### Short exercise
Which lines in the records below contain the string "black"? Copy each of those lines, treating uppercase and lowercase as different.

### Data to process
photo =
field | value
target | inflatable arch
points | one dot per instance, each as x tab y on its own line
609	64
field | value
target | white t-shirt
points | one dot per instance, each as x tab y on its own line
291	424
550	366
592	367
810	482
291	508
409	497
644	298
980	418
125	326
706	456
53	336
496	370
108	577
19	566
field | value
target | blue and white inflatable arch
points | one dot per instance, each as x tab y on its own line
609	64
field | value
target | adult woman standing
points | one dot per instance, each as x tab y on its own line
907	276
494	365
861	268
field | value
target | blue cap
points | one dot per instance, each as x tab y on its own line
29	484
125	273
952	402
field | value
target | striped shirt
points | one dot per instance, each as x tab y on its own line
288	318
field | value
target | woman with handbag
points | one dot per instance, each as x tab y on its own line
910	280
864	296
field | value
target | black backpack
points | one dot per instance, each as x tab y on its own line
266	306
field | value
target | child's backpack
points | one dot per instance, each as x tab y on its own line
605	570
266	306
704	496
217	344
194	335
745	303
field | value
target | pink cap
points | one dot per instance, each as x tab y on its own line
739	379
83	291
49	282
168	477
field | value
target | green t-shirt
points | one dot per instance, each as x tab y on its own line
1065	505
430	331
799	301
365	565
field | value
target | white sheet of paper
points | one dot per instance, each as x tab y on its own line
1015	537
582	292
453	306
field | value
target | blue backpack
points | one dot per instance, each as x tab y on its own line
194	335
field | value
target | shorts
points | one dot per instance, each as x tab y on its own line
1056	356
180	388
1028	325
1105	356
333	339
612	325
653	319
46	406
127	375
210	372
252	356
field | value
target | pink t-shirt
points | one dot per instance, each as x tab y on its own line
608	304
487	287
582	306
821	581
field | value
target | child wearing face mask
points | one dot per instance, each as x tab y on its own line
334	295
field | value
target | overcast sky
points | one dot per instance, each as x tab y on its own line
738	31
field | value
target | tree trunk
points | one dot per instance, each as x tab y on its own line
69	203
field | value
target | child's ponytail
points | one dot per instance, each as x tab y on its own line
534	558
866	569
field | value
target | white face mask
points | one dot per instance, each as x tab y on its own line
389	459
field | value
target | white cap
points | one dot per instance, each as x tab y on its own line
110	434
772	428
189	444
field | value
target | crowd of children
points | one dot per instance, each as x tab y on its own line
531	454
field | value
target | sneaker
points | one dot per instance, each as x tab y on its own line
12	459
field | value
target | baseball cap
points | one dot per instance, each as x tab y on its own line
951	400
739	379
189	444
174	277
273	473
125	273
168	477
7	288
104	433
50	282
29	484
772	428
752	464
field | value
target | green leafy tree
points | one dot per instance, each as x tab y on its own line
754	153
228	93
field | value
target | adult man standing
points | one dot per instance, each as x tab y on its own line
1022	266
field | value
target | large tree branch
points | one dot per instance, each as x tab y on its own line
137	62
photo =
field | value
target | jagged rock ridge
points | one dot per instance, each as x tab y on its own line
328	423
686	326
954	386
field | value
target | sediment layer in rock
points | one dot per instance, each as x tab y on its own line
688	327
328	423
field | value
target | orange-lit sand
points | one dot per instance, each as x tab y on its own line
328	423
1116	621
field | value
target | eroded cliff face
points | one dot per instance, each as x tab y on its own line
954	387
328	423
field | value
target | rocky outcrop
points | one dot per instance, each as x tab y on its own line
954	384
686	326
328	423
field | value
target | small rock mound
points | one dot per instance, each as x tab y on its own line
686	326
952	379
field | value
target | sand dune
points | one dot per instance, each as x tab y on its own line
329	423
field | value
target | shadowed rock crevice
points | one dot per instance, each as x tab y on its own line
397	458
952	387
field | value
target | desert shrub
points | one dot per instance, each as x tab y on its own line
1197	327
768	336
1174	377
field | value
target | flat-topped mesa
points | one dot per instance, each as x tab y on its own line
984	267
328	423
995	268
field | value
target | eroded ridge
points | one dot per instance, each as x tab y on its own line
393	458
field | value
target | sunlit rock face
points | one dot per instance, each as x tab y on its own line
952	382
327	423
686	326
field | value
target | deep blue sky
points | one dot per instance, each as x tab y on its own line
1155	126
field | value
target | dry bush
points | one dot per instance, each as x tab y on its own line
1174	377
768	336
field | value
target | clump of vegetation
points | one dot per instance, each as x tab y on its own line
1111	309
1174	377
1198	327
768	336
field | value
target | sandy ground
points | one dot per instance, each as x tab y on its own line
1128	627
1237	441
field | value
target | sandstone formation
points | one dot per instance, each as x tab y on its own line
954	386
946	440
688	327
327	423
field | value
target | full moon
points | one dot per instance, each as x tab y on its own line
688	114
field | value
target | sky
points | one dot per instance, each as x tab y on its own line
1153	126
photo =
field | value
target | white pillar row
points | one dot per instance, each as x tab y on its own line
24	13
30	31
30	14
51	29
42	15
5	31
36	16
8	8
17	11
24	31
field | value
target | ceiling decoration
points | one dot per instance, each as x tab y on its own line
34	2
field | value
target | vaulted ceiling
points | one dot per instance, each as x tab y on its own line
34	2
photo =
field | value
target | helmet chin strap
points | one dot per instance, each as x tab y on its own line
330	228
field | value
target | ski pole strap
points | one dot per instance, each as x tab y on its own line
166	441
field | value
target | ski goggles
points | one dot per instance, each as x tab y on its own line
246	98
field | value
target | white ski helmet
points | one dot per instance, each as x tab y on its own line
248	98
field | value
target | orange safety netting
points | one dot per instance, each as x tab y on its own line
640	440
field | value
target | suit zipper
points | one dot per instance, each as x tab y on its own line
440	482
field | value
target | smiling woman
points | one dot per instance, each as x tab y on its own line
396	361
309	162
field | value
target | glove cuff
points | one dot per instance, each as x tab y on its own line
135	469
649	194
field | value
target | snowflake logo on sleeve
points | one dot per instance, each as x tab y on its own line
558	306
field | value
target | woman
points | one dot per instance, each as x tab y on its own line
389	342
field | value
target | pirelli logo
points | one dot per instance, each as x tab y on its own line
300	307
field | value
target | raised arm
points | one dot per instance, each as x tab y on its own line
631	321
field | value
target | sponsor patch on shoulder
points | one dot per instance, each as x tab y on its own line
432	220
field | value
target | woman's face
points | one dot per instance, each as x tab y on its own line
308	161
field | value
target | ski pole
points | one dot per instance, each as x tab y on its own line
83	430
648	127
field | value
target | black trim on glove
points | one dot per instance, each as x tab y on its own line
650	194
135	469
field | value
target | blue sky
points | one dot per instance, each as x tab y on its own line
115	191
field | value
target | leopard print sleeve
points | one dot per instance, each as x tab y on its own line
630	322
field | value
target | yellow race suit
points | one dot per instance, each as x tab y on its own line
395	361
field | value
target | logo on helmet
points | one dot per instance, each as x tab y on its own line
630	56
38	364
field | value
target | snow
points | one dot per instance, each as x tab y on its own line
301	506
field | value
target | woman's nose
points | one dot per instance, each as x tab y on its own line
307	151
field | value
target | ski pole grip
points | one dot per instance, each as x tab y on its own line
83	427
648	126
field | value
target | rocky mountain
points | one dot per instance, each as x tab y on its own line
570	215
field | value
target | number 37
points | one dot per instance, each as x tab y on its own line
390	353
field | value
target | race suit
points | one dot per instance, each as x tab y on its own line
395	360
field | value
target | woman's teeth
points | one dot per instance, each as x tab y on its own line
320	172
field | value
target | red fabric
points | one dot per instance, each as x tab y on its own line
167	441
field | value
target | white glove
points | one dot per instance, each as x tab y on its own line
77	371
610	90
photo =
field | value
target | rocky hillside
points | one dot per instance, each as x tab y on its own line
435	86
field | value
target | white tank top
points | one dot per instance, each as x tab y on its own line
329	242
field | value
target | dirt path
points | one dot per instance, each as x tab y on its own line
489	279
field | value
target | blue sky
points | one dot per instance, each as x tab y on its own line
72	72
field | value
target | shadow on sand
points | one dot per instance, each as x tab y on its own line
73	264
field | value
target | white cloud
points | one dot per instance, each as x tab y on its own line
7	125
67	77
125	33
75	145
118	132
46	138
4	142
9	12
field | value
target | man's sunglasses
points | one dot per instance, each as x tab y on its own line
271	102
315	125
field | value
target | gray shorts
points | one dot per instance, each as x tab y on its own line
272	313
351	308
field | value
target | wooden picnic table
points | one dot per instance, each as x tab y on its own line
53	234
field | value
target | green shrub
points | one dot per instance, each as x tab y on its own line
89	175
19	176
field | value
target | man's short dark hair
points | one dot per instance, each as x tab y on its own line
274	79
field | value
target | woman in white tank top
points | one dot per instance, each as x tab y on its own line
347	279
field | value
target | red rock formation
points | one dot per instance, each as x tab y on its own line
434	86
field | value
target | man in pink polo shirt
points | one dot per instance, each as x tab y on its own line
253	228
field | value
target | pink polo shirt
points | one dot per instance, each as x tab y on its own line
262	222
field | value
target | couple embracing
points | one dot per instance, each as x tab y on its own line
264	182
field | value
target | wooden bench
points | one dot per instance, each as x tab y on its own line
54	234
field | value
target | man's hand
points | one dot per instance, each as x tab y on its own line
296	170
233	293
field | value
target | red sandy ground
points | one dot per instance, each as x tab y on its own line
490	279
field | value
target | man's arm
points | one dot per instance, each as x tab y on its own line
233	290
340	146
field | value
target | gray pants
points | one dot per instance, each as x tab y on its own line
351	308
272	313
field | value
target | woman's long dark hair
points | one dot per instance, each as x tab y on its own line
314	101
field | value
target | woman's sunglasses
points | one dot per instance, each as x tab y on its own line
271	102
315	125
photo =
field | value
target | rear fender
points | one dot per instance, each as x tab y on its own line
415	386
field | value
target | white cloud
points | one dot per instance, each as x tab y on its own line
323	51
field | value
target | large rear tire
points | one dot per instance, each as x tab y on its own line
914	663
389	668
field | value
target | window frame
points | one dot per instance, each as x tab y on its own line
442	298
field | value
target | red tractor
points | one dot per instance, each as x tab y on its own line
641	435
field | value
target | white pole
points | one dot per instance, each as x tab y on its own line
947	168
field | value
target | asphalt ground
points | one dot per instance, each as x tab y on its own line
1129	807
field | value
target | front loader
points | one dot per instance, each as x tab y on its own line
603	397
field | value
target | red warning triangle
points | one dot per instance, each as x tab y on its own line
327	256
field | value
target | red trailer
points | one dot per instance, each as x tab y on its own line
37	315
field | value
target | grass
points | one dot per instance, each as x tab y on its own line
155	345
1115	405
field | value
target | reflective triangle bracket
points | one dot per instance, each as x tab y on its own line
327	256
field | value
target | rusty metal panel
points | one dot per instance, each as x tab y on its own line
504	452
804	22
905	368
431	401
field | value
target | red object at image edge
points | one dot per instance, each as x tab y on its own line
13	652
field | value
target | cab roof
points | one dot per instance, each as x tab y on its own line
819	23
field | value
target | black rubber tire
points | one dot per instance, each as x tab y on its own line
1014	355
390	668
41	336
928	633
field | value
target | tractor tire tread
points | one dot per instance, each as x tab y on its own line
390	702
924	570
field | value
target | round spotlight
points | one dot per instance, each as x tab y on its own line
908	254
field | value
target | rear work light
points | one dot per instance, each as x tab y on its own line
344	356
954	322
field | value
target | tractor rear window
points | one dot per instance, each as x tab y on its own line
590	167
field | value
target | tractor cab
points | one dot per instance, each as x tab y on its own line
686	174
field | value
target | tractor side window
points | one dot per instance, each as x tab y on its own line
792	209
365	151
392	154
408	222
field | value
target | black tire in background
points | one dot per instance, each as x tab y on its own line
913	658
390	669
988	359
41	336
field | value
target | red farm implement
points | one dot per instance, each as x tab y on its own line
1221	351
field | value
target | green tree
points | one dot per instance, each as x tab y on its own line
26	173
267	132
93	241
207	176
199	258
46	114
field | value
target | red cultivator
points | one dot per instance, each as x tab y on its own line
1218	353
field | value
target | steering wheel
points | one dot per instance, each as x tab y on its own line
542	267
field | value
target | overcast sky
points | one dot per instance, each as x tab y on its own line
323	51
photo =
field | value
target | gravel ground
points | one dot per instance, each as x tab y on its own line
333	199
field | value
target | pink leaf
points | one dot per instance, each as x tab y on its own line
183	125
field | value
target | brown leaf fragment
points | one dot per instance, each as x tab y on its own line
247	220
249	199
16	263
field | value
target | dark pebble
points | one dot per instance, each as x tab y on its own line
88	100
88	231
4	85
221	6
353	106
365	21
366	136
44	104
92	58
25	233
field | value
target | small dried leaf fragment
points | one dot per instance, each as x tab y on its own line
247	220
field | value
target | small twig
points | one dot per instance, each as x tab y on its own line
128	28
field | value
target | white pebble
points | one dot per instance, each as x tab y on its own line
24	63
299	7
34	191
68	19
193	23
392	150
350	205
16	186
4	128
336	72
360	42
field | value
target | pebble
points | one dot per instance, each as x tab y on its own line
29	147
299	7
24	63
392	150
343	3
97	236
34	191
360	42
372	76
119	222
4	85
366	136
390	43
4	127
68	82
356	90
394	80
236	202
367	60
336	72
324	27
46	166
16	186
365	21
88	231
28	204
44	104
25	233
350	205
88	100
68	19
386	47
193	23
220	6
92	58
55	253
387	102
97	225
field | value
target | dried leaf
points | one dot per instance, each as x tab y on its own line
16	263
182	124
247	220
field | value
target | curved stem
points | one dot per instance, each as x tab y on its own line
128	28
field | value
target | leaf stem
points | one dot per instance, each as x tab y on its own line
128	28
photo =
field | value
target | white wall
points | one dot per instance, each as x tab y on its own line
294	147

### Correct output
target | black backpack
target | black trim on glove
target | black rubber tire
target | black tire in background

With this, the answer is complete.